▸ PROBLEMA A:
Repita sem alterações o trecho da entrevista que começa em "Essa visão da" e segue até "melhor não fazê-lo.".
▸ PROBLEMA B:
De acordo com a entrevista, qual proporção das anedotas contadas está ligada a sexo?

▸ TEXTO DA PÁGINA:
Essa visão da sua obra o desagrada?

Evidentente, é um rótulo explorado no mal sentido, no sentido negativo. É curioso que a nossa sexualidade verdadeiramente enigmática seja matéria de riso. Noventa por cento das anedotas que se conta são ligadas a sexo. Não sabemos como denominar as nossas genitálias. Tudo é de um grotesco atroz. Desde muito cedo, somos instruídos a não acertar. Se descobríssemos a origem do sexo, da nossa sexualidade, seria descobrir a origem do universo. Teria interesses religiosos que fazem o impossível para evitar abusos e cair na revolução sexual, que deu origem à promiscuidade e bagunçou o coreto. Hoje é preciso apólice de seguro para fazer sexo seguro. Acaba sendo melhor não fazê-lo.
 
Como funciona sua visão religiosa?

▸ LINHAS EXIBIDAS:

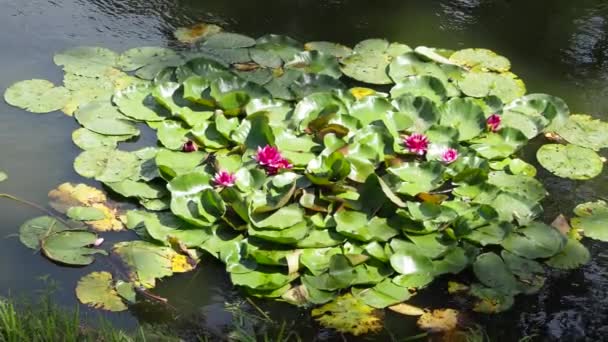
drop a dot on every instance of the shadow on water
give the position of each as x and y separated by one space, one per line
557 46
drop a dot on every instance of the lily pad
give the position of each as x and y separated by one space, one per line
106 165
137 103
85 214
97 290
537 240
570 161
574 255
347 314
37 96
370 59
103 118
146 261
505 86
70 247
33 231
585 131
481 59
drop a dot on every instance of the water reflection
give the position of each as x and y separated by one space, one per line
458 14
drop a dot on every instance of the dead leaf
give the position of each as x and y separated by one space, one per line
69 195
439 320
195 33
408 310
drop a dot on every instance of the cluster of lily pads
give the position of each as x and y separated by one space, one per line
314 170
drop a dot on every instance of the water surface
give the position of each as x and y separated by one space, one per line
557 47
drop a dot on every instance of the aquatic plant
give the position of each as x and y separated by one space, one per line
307 189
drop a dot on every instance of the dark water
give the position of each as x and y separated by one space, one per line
558 47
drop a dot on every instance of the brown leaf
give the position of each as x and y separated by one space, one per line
439 320
406 309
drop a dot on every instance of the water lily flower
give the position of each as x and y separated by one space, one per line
224 179
271 159
449 155
189 146
417 143
268 155
493 122
281 164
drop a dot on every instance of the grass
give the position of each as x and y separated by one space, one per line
44 321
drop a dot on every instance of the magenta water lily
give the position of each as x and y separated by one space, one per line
417 143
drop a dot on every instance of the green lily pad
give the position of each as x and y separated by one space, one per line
464 115
585 131
90 61
70 247
106 165
505 86
427 86
370 59
103 118
146 261
329 48
354 224
137 103
194 200
537 240
138 57
165 227
348 314
32 231
315 62
499 145
492 272
525 186
552 112
481 59
570 161
97 290
89 140
418 177
574 255
37 96
593 223
85 214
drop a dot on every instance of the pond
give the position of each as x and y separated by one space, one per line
558 47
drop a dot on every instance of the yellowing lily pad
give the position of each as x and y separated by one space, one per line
347 314
37 96
440 320
69 195
97 290
570 161
195 33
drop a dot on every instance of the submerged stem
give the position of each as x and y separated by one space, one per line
35 206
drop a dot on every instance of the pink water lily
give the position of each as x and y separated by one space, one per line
417 143
271 159
449 155
281 164
224 179
189 146
493 122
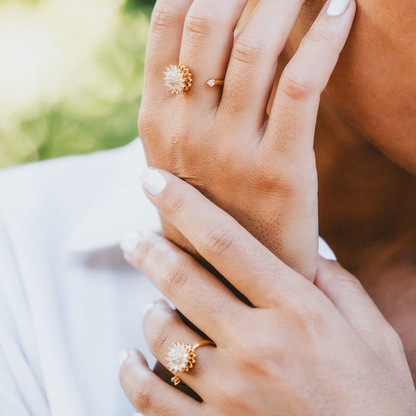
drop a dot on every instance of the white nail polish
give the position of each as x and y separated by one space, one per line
147 308
325 251
337 7
153 181
130 241
122 357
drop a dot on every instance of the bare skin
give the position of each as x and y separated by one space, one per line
366 162
366 208
365 150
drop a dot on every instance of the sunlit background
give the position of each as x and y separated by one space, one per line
71 75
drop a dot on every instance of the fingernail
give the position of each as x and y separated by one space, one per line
325 251
129 242
122 357
147 308
337 7
153 181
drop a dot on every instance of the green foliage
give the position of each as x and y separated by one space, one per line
100 112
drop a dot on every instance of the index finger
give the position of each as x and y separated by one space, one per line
249 266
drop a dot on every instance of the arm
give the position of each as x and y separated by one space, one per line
306 349
258 167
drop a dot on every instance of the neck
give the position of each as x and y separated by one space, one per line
366 202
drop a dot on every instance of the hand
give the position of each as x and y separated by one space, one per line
259 169
301 350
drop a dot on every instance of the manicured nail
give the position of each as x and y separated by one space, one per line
129 242
147 308
337 7
122 357
153 181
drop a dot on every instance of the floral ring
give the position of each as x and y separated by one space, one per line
178 79
181 358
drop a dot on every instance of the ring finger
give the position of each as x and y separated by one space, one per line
163 328
207 43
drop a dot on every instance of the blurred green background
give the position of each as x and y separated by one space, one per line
71 75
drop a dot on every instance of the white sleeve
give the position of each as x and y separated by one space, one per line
21 386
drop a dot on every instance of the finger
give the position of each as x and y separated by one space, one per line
198 294
253 63
302 82
206 45
233 251
164 43
163 328
351 299
149 394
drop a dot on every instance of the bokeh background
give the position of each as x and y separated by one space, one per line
71 75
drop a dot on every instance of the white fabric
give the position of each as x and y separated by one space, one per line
69 303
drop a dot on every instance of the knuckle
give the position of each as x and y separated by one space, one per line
199 25
164 17
296 86
220 239
143 395
176 276
160 339
247 52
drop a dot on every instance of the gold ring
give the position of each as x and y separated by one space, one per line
178 79
214 82
181 358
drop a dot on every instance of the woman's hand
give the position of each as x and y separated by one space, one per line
301 350
259 169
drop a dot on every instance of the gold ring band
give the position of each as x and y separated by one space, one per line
178 79
214 82
181 358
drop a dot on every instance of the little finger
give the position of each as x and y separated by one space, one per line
149 394
303 80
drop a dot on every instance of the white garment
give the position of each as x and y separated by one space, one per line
69 303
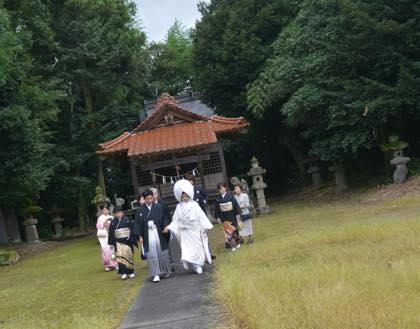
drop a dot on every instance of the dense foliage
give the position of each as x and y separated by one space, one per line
345 71
171 61
74 74
327 78
231 44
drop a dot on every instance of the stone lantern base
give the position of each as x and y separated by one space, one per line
31 232
58 228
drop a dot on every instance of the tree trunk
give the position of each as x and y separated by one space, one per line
83 214
3 234
10 214
100 177
289 138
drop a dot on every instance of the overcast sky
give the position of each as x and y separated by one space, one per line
156 16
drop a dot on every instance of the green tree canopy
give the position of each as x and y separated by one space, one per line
27 110
344 71
171 61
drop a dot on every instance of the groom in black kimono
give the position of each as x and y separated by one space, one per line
151 218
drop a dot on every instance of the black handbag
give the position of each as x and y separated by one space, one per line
246 217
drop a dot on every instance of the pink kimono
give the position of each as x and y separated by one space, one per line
102 226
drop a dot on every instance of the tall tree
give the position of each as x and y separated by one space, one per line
101 61
231 44
171 61
338 72
27 110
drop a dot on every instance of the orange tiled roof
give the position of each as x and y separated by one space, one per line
151 137
177 136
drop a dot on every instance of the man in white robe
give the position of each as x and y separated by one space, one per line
189 225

▸ RESPOSTA DO EXERCÍCIO A:
Essa visão da sua obra o desagrada?

Evidentente, é um rótulo explorado no mal sentido, no sentido negativo. É curioso que a nossa sexualidade verdadeiramente enigmática seja matéria de riso. Noventa por cento das anedotas que se conta são ligadas a sexo. Não sabemos como denominar as nossas genitálias. Tudo é de um grotesco atroz. Desde muito cedo, somos instruídos a não acertar. Se descobríssemos a origem do sexo, da nossa sexualidade, seria descobrir a origem do universo. Teria interesses religiosos que fazem o impossível para evitar abusos e cair na revolução sexual, que deu origem à promiscuidade e bagunçou o coreto. Hoje é preciso apólice de seguro para fazer sexo seguro. Acaba sendo melhor não fazê-lo.

▸ RESPOSTA DO EXERCÍCIO B:
Noventa por cento.